__Brief__. The records that follow are to be repeated exactly, in full.

Records for the exercise section start

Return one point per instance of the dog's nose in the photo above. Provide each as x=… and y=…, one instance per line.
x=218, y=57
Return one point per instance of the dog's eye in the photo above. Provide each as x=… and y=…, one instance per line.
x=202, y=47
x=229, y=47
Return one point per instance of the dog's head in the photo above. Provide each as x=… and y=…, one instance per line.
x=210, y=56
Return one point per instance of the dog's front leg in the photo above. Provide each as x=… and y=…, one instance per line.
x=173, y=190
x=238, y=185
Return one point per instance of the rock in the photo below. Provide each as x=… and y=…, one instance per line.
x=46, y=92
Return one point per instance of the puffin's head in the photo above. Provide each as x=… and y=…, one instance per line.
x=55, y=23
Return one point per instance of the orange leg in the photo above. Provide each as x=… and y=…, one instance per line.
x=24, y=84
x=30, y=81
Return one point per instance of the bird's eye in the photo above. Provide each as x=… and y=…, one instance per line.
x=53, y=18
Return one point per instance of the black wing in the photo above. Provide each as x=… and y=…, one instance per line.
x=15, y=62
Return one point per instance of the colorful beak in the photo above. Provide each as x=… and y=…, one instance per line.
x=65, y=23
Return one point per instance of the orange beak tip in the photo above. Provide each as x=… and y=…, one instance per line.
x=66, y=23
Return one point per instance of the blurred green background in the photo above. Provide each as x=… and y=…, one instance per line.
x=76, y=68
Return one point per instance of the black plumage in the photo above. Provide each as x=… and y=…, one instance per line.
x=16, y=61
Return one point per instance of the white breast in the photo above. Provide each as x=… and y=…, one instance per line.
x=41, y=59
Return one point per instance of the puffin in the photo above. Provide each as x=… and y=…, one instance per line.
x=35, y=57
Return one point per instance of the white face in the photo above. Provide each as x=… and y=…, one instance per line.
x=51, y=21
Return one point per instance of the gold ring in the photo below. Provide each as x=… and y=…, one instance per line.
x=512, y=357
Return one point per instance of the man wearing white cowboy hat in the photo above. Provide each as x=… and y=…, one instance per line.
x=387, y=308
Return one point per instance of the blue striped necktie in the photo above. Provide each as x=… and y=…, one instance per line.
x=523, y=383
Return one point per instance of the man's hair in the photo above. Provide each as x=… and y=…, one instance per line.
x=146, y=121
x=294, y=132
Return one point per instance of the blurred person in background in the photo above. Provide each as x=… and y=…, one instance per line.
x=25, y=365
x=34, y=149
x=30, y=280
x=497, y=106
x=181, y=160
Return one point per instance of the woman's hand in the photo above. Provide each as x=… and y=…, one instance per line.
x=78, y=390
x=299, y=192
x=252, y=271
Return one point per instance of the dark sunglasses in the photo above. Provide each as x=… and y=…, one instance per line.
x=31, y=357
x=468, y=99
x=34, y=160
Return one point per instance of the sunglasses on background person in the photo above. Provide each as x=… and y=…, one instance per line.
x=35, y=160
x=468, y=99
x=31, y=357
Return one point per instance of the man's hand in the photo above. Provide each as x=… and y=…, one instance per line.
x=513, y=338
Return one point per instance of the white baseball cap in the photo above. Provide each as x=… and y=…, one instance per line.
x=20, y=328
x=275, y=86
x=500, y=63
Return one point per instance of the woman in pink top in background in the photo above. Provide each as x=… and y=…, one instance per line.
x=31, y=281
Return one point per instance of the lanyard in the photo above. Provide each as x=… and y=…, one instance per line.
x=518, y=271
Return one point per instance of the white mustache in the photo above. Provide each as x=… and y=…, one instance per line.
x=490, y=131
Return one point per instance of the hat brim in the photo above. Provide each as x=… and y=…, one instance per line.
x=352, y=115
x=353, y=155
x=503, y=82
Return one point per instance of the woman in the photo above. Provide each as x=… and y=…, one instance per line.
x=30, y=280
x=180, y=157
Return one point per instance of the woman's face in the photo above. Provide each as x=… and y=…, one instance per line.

Records for the exercise section end

__Problem solution__.
Return one point per instance of the dog's nose in the photo above. Provide each as x=… and y=…, one instance per line.
x=218, y=57
Return one point per instance of the dog's eye in the photo above. Provide each as x=… and y=…, one instance per line.
x=202, y=47
x=229, y=47
Return one point per instance of the dog's head in the photo above. Provide each as x=… and y=…, one instance per line.
x=210, y=56
Return one point per instance of the dog's front leg in the photo above. Provide each as x=… and y=…, one instance per line.
x=173, y=190
x=238, y=185
Return one point per instance of the rock in the photo below. Provide each as x=… and y=…, one instance per line.
x=46, y=92
Return one point per instance of the puffin's head in the photo above. Provide each as x=… and y=…, one instance per line.
x=55, y=23
Return one point per instance of the orange leg in the photo above. Provide each as x=… and y=…, one instance per line.
x=24, y=84
x=30, y=81
Return one point per instance of the bird's eye in the photo above. Provide each as x=… and y=…, one instance per line.
x=53, y=18
Return one point per instance of the black wing in the photo above. Provide each as x=… and y=…, one instance per line.
x=15, y=62
Return one point per instance of the colorful beak in the photo above. Provide each as x=… and y=…, one instance per line.
x=65, y=23
Return one point per instance of the orange beak tip in the photo above. Provide each as x=… and y=…, one instance per line.
x=66, y=23
Return one point per instance of the blurred green background in the photo above. Provide each as x=… and y=…, one instance per line.
x=76, y=68
Return one point per instance of the black plumage in the photo above. Provide each as x=… and y=…, one instance per line.
x=16, y=61
Return one point per instance of the white breast in the photo above. Provide each as x=… and y=…, one instance per line.
x=41, y=59
Return one point per instance of the puffin in the photo above. Provide each as x=… and y=…, one instance per line.
x=35, y=57
Return one point per instance of the white face in the photo above. Provide each as x=… and y=…, one instance per line.
x=51, y=21
Return one point per instance of the gold ring in the photo below. Provide each as x=… and y=…, one instance per line.
x=512, y=357
Return one point per instance of the man wearing white cowboy hat in the photo above. Provide each as x=… and y=…, one instance per line.
x=387, y=308
Return one point per instance of the blue striped necktie in the photo above. Provide each as x=… and y=…, one instance per line.
x=523, y=383
Return one point per instance of the man's hair in the photo above. Provide each as x=… and y=…, one instance per line.
x=146, y=121
x=294, y=132
Return one point per instance of the blurred person in background in the photo above. Provide each as x=… and y=…, one instance per line.
x=25, y=365
x=34, y=149
x=30, y=280
x=497, y=106
x=181, y=160
Return one point per instance of the woman's hand in the photo above. Provide each as x=… and y=…, one instance per line.
x=78, y=390
x=299, y=192
x=252, y=271
Return one point per instance of the dark sunglasses in the photo above. Provide each as x=… and y=…, one instance per line.
x=31, y=357
x=468, y=99
x=34, y=160
Return one point per instance of the sunglasses on background person in the photo above. Provide each as x=… and y=…, one instance per line.
x=35, y=160
x=468, y=99
x=31, y=357
Return one point per instance of the man's hand in the photo above. Provide each as x=… and y=…, one instance per line.
x=513, y=338
Return one point per instance of the white baseball cap in the photo above. Provide each as x=… and y=…, one instance per line.
x=20, y=328
x=275, y=86
x=500, y=63
Return one point per instance of the woman in pink top in background in the photo above. Provide each as x=… and y=…, one instance per line.
x=31, y=281
Return one point per instance of the lanyard in the photo above. Provide each as x=… and y=…, one instance per line.
x=518, y=271
Return one point per instance of the white mustache in the photo above. Provide each as x=… and y=…, one instance per line.
x=490, y=131
Return one point per instance of the hat brim in the photo above. Provide each as x=… and y=…, one instance per line.
x=352, y=115
x=353, y=155
x=503, y=82
Return one point per instance of the woman in the photo above. Provide each as x=… and y=…, one instance per line.
x=30, y=280
x=180, y=157
Return one point per instance of the woman's face in the photo above. Provide each as x=… and y=…, one instance per line.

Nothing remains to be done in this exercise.